#### Material supplied
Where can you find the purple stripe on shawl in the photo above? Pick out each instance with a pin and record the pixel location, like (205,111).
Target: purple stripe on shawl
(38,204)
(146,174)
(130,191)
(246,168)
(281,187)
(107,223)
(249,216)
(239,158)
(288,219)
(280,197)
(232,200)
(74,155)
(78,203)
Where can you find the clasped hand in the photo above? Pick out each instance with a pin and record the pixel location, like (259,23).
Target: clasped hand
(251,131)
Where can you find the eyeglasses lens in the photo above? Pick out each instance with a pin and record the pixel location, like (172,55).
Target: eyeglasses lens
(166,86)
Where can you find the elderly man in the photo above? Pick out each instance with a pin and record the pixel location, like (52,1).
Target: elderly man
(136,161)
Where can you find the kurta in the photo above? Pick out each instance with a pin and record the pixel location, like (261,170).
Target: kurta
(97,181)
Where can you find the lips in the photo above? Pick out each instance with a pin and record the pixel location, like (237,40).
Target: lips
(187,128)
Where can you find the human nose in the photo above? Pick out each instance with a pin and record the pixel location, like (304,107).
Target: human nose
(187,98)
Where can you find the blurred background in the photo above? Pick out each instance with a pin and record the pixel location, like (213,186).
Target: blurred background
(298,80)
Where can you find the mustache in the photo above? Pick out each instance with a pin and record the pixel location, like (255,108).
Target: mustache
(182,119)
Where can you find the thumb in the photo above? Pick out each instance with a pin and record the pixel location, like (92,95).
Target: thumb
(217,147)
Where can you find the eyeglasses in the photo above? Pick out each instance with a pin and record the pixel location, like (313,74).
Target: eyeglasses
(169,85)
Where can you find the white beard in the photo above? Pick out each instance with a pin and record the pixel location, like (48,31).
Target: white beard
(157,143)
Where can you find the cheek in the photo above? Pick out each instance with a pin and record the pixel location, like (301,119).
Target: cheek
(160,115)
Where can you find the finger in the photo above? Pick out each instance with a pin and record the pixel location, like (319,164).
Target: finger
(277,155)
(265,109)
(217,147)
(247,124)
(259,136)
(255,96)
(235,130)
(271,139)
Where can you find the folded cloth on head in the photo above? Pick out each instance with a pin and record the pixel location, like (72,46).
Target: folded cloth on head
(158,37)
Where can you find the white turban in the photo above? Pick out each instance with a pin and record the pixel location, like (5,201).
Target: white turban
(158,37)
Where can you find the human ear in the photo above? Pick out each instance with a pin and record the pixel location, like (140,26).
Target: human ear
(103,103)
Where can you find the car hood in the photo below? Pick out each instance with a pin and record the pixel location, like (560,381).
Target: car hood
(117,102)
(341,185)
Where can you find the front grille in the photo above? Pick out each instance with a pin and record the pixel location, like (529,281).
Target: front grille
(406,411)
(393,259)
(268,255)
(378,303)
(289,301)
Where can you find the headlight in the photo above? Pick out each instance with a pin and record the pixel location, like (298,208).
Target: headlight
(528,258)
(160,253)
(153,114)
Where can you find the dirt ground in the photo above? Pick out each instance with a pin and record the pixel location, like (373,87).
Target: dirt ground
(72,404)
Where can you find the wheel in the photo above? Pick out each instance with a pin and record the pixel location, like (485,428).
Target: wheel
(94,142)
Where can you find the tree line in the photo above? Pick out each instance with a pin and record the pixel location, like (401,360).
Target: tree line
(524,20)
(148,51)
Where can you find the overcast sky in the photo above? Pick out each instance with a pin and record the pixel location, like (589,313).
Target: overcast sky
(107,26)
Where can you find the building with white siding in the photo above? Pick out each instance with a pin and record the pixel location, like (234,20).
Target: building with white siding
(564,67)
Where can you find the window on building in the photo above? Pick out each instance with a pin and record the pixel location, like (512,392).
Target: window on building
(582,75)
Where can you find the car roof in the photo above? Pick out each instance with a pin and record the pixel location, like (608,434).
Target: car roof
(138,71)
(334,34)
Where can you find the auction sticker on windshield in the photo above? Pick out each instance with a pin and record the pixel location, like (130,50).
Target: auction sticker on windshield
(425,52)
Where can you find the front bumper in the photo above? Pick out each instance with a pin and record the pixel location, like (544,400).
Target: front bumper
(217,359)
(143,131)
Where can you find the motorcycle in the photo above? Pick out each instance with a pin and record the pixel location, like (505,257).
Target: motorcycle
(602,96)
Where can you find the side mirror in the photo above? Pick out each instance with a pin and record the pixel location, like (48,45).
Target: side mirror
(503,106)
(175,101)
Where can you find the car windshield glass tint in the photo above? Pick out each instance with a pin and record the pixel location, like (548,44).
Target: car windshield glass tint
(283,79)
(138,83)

#### Task instructions
Your task is to write out the lines from the one with "Where can you find the window" through the end of the records, exactly and with nothing added.

#### Task result
Where can you find the window on building in the photo above? Pick out each instance with a pin and record the pixel location, like (512,392).
Target: window on building
(582,75)
Where can you find the car roof in the photo above? Pick out each instance with a pin and record the pixel location, like (608,434).
Target: car roof
(138,71)
(334,34)
Where can you find the auction sticker on windshield in the photo above? Pick out each instance with a pin and record the pixel location, like (130,50).
Target: auction sticker on windshield
(425,52)
Where can you find the front bumper in the photo above? Pick out each instance with a pin and record the pixel location, like (544,400).
Target: front bumper
(217,359)
(143,131)
Where can you find the motorcycle in the photo above? Pick out each instance with a pin and record the pixel location, like (505,257).
Target: motorcycle
(602,96)
Where can you find the side mirror in the photo above? Pick out each instance with a pin and record the pixel location, like (48,45).
Target: side mirror
(503,106)
(175,101)
Where can you find the car windshield glass tint in the photo above? Pick out each instance with a pin and record the pixel location, like (548,44).
Target: car windshield glass tint
(283,79)
(138,83)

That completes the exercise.